Source extract:
** Start **
Declare some plotting symbology and cartographic elements that we can reuse.

In [None]:
symb_kws = dict(scheme="natural_breaks", legend=True)
font_kws = dict(fontdict={"fontsize":20})

In [None]:
fig, ax = plt.subplots(1, 2, figsize=(24, 12))
for i, col in enumerate(["eri", "elongation"]):
    buildings.plot(col, ax=ax[i], **symb_kws)
    ax[i].set_title(col, **font_kws)
    ax[i].set_axis_off()
fig.subplots_adjust(wspace=-.05)

In [None]:
fig, ax = plt.subplots(1, 2, figsize=(24, 12))
for i, (df, col) in enumerate(zip([tessellation, streets], ["convexity", "linearity"])):
    df.plot(col, ax=ax[i], **symb_kws)
    ax[i].set_title(col, **font_kws)
    ax[i].set_axis_off()
fig.subplots_adjust(wspace=-.05)

#### Spatial distribution

In [None]:
buildings["shared_walls"] = momepy.SharedWallsRatio(buildings).series

In [None]:
ax = buildings.plot("shared_walls", figsize=(12, 6), **symb_kws)
ax.set_title("shared_walls", **font_kws)
ax.set_axis_off()

Generate spatial weights matrices using [`libpysal`](https://github.com/pysal/libpysal).

What are they?

In [None]:
w = libpysal.weights.Queen.from_dataframe(bubenec_tess)

In [None]:
edge_kws = dict(color="b", linewidth=1)
node_kws = dict(marker="")
wght_kws = dict(edge_kws=edge_kws, node_kws=node_kws)

In [None]:
with warnings.catch_warnings():
    warnings.simplefilter("ignore")
    ax = bubenec_blg.plot(figsize=(12, 12), color="lightgray")
    bubenec_tess.plot(ax=ax, facecolor="none", edgecolor="r")
    w.plot(bubenec_blg, ax=ax, **wght_kws)
    contextily.add_basemap(ax=ax, crs=bubenec_tess.crs, source=toner_lite)
    ax.set_axis_off()

In [None]:
queen_1 = libpysal.weights.contiguity.Queen.from_dataframe(
    tessellation, ids="uID", silence_warnings=True
)

In [None]:
tessellation["neighbors"] = momepy.Neighbors(
    tessellation, queen_1, "uID", weighted=True
).series

In [None]:
tessellation["covered_area"] = momepy.CoveredArea(tessellation, queen_1, "uID").series

In [None]:
buildings["neighbor_distance"] = momepy.NeighborDistance(
    buildings, queen_1, "uID"
).series

In [None]:
fig, ax = plt.subplots(1, 2, figsize=(24, 12))
** End **
Stated goal A: In the momepy notebook excerpt, which library is used to generate the spatial weights matrices?
Stated goal B: Continue the momepy notebook excerpt from its last line of code.

Region labeling records
** Start **
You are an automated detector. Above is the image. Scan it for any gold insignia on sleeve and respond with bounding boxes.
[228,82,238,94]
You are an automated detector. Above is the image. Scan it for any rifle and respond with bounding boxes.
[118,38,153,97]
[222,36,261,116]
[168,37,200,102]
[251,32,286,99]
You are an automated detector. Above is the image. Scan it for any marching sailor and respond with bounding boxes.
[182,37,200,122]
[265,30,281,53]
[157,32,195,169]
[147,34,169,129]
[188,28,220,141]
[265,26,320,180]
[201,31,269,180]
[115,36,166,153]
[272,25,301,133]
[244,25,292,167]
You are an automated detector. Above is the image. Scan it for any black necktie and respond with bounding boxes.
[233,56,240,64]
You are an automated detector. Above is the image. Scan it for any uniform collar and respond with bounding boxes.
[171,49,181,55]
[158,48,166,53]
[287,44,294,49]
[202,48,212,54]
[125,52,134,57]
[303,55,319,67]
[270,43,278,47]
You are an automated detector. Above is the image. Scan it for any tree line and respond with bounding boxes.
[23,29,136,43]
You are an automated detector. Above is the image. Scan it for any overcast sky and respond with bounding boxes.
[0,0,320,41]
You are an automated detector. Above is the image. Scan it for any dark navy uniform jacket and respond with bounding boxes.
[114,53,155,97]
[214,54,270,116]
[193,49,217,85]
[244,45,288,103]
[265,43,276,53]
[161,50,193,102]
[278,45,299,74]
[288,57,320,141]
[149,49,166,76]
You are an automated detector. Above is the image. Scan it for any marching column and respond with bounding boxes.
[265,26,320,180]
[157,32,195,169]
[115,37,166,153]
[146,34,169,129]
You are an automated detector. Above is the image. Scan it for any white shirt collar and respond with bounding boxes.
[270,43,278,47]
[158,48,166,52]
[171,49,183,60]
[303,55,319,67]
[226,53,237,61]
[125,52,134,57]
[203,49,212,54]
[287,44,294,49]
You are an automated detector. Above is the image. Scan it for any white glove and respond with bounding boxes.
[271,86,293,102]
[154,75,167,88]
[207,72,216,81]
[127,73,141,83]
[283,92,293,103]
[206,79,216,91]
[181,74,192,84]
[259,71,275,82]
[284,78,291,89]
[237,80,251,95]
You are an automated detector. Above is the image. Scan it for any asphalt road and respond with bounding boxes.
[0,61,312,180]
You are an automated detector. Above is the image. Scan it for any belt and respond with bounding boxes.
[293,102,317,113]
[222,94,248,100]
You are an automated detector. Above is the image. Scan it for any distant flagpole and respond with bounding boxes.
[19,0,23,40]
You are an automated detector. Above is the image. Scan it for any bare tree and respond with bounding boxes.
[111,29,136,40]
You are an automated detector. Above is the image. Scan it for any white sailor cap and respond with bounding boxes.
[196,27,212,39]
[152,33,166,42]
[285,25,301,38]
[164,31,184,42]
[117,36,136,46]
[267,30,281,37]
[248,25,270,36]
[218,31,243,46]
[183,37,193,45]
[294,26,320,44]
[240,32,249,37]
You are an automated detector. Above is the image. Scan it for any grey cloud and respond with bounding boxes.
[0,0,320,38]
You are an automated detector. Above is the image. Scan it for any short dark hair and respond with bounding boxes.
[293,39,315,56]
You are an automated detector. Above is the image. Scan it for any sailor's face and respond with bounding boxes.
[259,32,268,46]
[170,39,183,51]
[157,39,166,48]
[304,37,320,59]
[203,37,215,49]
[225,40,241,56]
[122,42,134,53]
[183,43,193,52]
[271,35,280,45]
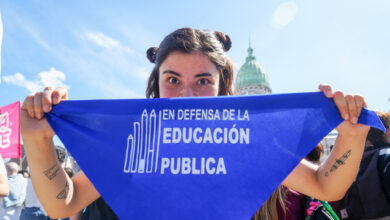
** End **
Reply A: libpysal

Reply B:
for i, (df, col) in enumerate(
    zip([tessellation, buildings], ["covered_area", "neighbor_distance"])
):
    df.plot(col, ax=ax[i], **symb_kws)
    ax[i].set_title(col, **font_kws)
    ax[i].set_axis_off()
fig.subplots_adjust(wspace=-.05)

In [None]:
queen_3 = libpysal.weights.higher_order(queen_1, k=3, lower_order=True, silence_warnings=True)
buildings_q1 = libpysal.weights.contiguity.Queen.from_dataframe(
    buildings, silence_warnings=True
)
buildings["interbuilding_distance"] = momepy.MeanInterbuildingDistance(
    buildings, queen_1, "uID", queen_3
).series
buildings["adjacency"] = momepy.BuildingAdjacency(
    buildings, queen_3, "uID", buildings_q1
).series

Visualizing actual shared-wall building adjacency:

In [None]:
buildings_sample = libpysal.weights.contiguity.Queen.from_dataframe(
    bubenec_blg, silence_warnings=True
)

with warnings.catch_warnings():
    warnings.simplefilter("ignore")
    ax = bubenec_blg.plot(figsize=(12, 12), color="lightgray")
    buildings_sample.plot(bubenec_blg, ax=ax, **wght_kws)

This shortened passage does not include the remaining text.